> [Task instructions]: Scan the entries below. List each line with "umbrella".

> [Supplied data]:
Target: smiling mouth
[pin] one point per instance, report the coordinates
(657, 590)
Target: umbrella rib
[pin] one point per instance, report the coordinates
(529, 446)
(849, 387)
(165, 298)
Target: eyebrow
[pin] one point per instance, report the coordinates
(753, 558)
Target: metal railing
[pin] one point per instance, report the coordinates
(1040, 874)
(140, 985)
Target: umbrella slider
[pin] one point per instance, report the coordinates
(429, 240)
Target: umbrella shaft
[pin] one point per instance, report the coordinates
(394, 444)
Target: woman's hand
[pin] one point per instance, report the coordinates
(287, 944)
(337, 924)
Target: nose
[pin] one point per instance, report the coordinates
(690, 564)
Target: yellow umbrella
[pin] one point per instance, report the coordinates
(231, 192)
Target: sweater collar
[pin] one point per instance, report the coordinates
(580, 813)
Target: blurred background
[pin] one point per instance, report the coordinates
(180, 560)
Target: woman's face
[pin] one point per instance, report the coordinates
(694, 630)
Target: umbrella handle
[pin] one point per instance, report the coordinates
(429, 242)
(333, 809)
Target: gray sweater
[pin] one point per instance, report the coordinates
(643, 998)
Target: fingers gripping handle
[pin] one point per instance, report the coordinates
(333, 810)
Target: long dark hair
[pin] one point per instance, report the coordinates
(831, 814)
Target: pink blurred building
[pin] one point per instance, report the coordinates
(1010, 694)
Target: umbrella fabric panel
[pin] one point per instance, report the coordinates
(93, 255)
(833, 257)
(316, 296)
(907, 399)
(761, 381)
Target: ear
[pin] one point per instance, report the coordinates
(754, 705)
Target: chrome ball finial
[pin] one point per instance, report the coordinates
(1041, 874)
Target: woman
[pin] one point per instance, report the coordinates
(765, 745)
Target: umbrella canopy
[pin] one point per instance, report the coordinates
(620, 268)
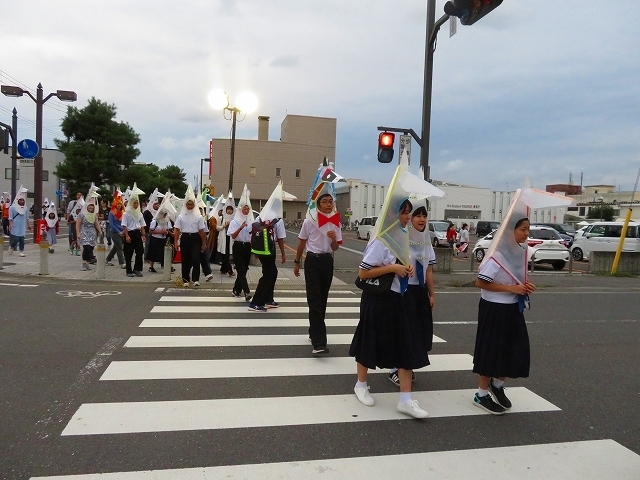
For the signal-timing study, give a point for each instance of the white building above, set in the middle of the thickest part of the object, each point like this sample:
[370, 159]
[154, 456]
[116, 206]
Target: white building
[50, 183]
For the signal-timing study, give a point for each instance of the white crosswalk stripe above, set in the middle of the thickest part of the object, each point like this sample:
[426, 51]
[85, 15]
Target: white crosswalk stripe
[588, 459]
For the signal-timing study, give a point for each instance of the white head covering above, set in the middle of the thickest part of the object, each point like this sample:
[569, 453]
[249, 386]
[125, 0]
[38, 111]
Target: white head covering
[218, 204]
[134, 194]
[504, 250]
[324, 184]
[227, 217]
[388, 229]
[155, 197]
[51, 222]
[244, 200]
[273, 208]
[22, 193]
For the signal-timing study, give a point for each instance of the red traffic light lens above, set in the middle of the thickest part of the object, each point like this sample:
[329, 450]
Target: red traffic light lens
[386, 139]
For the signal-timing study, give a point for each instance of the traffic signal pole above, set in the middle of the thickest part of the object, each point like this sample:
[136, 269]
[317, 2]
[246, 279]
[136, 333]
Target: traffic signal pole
[431, 34]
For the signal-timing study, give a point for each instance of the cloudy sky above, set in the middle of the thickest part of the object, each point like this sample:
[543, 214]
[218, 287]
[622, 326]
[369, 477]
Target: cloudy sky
[543, 89]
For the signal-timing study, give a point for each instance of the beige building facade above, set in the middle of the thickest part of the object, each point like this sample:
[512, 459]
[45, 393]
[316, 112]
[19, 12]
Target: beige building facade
[304, 143]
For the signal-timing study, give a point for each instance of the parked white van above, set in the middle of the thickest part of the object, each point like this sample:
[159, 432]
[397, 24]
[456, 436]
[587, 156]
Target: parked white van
[365, 227]
[604, 237]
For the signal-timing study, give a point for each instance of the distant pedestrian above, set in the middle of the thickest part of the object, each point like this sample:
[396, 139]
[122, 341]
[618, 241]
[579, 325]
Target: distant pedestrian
[133, 227]
[52, 226]
[463, 239]
[117, 234]
[87, 230]
[188, 232]
[320, 237]
[18, 222]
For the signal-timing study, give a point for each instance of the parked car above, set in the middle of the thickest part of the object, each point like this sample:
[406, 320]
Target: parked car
[365, 228]
[605, 236]
[438, 233]
[484, 227]
[561, 228]
[543, 246]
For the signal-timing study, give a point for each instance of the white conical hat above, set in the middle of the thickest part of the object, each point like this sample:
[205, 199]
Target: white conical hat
[189, 195]
[165, 207]
[21, 193]
[51, 222]
[388, 228]
[504, 250]
[134, 194]
[273, 208]
[244, 200]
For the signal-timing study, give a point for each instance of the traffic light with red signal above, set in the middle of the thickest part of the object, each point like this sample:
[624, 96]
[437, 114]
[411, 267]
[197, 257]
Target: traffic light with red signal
[470, 11]
[385, 147]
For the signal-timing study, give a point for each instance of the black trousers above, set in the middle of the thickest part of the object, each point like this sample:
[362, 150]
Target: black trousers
[241, 257]
[318, 275]
[135, 246]
[267, 283]
[190, 245]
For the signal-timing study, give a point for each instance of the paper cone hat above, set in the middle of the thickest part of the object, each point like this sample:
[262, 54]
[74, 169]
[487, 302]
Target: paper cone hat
[273, 208]
[504, 249]
[244, 200]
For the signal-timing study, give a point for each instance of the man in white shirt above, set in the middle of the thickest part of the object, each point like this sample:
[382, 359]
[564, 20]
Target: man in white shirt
[320, 242]
[189, 231]
[241, 235]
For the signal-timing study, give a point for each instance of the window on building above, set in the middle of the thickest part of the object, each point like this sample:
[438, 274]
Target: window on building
[7, 174]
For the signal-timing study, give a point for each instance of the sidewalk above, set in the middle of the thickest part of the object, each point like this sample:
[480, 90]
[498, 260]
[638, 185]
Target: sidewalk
[66, 266]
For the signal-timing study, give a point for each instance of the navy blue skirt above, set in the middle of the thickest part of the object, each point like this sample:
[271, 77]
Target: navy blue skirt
[502, 341]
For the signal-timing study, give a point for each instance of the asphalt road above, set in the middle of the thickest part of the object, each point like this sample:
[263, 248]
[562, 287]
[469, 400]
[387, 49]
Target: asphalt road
[54, 348]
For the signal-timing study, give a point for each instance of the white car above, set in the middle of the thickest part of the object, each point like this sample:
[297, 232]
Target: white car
[544, 246]
[605, 237]
[438, 233]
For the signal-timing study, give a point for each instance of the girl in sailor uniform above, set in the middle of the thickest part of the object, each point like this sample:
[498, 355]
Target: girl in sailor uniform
[383, 335]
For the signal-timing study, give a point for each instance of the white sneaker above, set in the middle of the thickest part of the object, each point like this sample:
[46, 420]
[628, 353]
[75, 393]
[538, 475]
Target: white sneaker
[411, 408]
[364, 396]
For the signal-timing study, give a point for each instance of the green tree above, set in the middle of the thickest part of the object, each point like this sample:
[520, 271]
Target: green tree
[97, 147]
[601, 212]
[149, 177]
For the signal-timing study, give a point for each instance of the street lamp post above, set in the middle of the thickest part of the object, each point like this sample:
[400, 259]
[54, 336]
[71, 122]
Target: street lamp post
[247, 103]
[40, 99]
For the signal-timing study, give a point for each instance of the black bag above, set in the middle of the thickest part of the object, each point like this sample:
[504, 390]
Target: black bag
[262, 238]
[376, 285]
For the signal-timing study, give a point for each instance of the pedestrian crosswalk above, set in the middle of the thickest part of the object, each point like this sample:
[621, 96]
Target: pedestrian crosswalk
[198, 337]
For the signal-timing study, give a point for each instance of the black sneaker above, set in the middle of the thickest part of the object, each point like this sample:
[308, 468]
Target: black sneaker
[499, 396]
[487, 404]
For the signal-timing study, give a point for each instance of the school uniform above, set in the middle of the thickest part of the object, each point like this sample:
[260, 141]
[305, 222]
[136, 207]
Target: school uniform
[241, 249]
[134, 228]
[190, 225]
[502, 342]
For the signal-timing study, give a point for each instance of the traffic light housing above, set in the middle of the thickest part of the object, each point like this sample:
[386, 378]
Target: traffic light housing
[470, 11]
[385, 147]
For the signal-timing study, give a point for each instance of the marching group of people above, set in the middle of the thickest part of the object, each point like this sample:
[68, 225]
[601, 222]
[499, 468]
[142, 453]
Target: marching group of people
[395, 329]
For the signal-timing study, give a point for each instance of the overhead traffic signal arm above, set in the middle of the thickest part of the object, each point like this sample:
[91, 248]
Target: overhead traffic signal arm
[385, 147]
[470, 11]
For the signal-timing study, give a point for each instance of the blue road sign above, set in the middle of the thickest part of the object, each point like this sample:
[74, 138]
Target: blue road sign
[28, 148]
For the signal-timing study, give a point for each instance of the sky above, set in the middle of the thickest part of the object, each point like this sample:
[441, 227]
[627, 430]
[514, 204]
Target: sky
[537, 92]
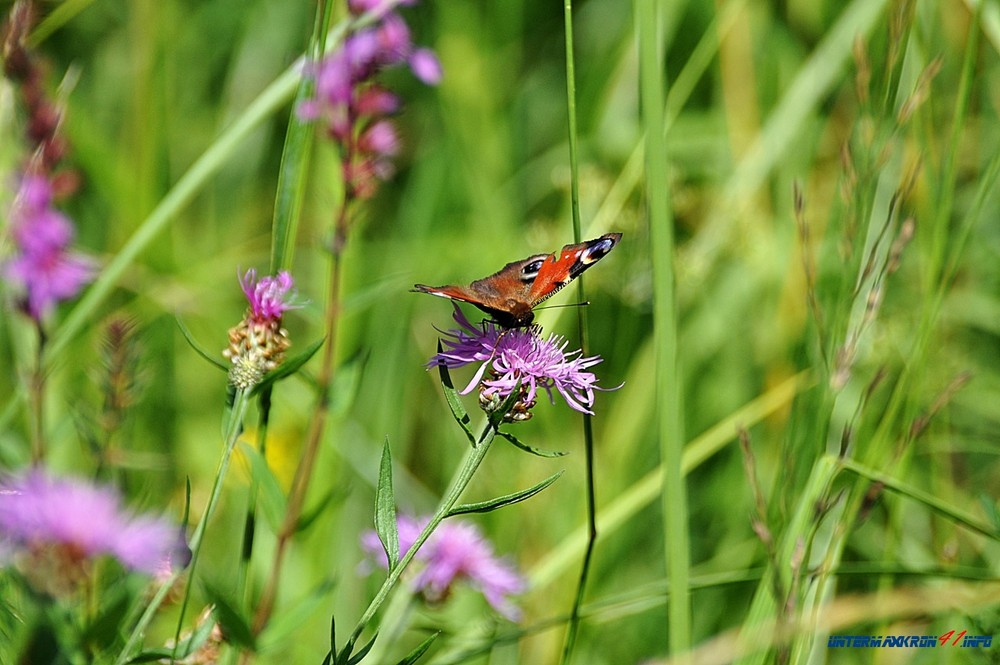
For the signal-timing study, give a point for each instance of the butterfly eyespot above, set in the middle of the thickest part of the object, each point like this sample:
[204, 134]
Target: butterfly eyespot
[597, 251]
[530, 271]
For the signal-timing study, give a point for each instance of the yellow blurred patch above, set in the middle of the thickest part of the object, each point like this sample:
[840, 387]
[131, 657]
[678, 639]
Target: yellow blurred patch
[282, 455]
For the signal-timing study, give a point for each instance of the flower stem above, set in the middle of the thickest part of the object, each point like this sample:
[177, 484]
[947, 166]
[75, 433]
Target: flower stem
[473, 458]
[233, 429]
[303, 474]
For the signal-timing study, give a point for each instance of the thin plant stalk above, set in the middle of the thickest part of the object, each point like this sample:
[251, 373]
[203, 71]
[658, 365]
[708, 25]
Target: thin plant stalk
[234, 428]
[303, 474]
[670, 428]
[473, 458]
[588, 431]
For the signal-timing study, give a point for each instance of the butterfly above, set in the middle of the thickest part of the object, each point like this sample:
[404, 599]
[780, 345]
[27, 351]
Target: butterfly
[510, 294]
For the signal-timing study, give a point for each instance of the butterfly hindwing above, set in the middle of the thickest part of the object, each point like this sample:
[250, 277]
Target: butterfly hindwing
[510, 294]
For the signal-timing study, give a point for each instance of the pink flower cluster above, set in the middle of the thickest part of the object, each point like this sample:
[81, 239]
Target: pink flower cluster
[354, 107]
[42, 266]
[39, 512]
[456, 551]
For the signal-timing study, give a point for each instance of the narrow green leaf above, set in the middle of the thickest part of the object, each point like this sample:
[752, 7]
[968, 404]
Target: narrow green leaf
[364, 651]
[385, 509]
[496, 417]
[991, 509]
[235, 626]
[286, 623]
[291, 182]
[501, 501]
[333, 641]
[454, 402]
[345, 385]
[531, 449]
[289, 367]
[185, 647]
[421, 649]
[198, 348]
[272, 500]
[308, 517]
[931, 501]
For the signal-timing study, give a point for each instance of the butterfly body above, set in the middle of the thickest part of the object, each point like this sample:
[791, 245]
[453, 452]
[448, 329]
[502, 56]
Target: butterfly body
[510, 294]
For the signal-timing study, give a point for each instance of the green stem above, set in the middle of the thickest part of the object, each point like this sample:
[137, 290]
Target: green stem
[670, 425]
[473, 458]
[233, 430]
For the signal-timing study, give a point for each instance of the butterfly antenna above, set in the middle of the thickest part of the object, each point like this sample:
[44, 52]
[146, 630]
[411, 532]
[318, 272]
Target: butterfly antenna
[572, 304]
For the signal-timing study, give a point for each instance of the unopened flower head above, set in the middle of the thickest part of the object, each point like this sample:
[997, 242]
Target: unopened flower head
[353, 105]
[42, 267]
[455, 552]
[518, 357]
[258, 344]
[53, 530]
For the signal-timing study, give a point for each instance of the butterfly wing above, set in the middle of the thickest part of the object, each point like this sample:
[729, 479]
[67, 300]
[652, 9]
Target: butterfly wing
[510, 294]
[503, 295]
[555, 273]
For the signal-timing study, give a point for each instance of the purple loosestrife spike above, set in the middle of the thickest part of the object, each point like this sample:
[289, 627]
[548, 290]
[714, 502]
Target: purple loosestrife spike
[258, 344]
[353, 106]
[456, 551]
[520, 354]
[53, 529]
[42, 267]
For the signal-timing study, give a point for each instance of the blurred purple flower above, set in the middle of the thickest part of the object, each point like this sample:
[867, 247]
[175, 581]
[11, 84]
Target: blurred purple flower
[350, 102]
[72, 522]
[42, 265]
[456, 551]
[519, 354]
[258, 343]
[268, 296]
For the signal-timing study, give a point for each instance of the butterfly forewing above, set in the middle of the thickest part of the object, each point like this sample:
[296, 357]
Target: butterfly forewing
[555, 273]
[509, 294]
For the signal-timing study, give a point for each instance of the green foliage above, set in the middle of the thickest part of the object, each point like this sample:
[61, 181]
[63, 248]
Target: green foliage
[830, 175]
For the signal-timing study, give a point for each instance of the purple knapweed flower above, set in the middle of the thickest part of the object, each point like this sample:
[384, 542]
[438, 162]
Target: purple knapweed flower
[350, 102]
[54, 528]
[268, 296]
[42, 267]
[509, 356]
[456, 551]
[258, 344]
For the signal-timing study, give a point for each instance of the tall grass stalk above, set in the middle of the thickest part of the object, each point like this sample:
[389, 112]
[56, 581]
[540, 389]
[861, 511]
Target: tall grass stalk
[588, 429]
[668, 419]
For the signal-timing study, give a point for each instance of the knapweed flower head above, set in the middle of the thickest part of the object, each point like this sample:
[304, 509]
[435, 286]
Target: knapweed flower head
[455, 552]
[258, 344]
[42, 267]
[509, 357]
[53, 529]
[354, 107]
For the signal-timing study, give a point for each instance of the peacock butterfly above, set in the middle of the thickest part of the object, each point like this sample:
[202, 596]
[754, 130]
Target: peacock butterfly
[512, 292]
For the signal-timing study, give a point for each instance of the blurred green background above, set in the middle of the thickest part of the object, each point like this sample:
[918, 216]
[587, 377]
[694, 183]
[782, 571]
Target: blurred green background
[761, 96]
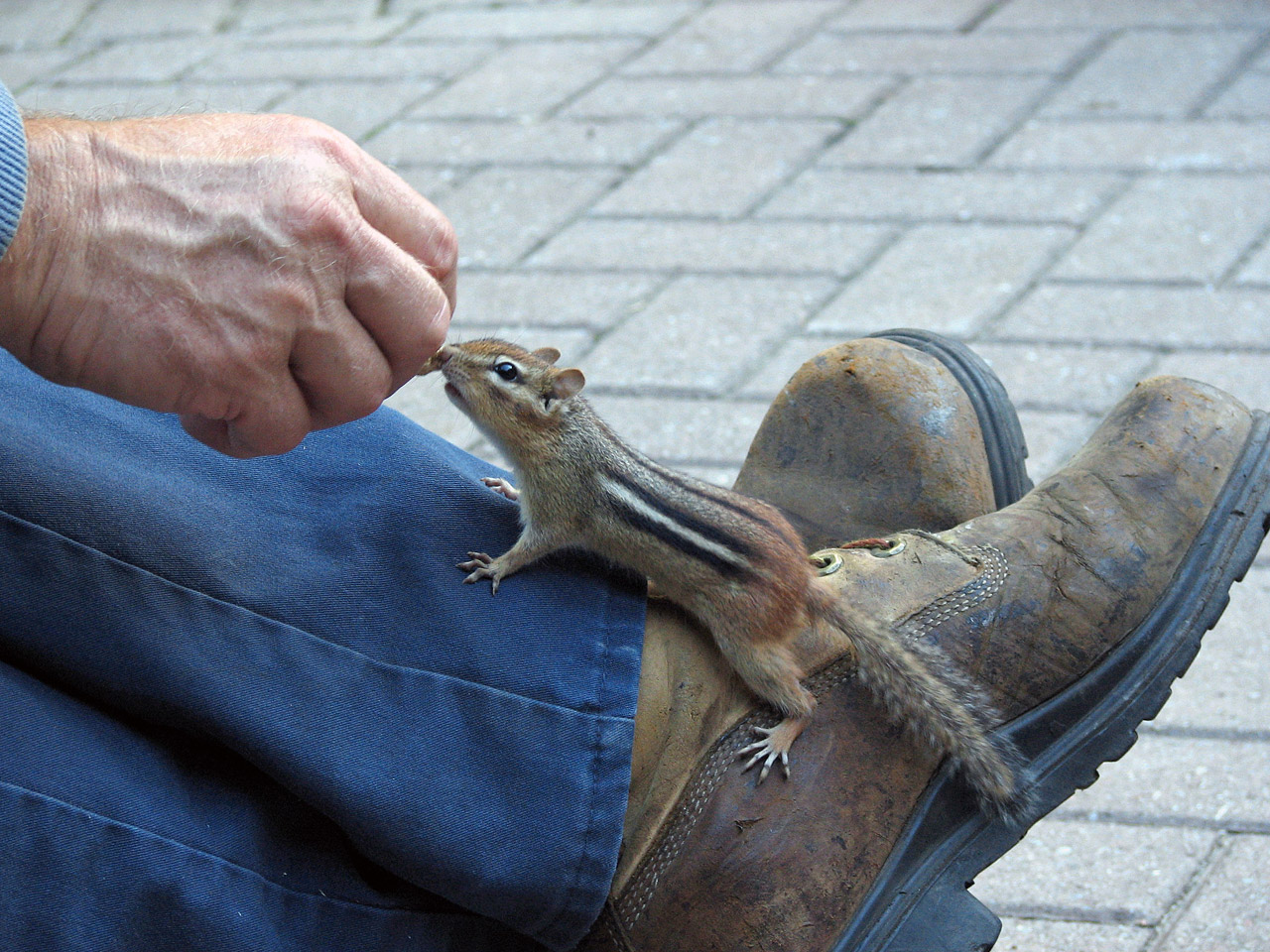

> [Response to the task]:
Target: umbrella rib
Target: umbrella slider
Target: umbrella shaft
Target: yellow umbrella
Target: umbrella handle
Target: umbrella fabric panel
Target: umbrella canopy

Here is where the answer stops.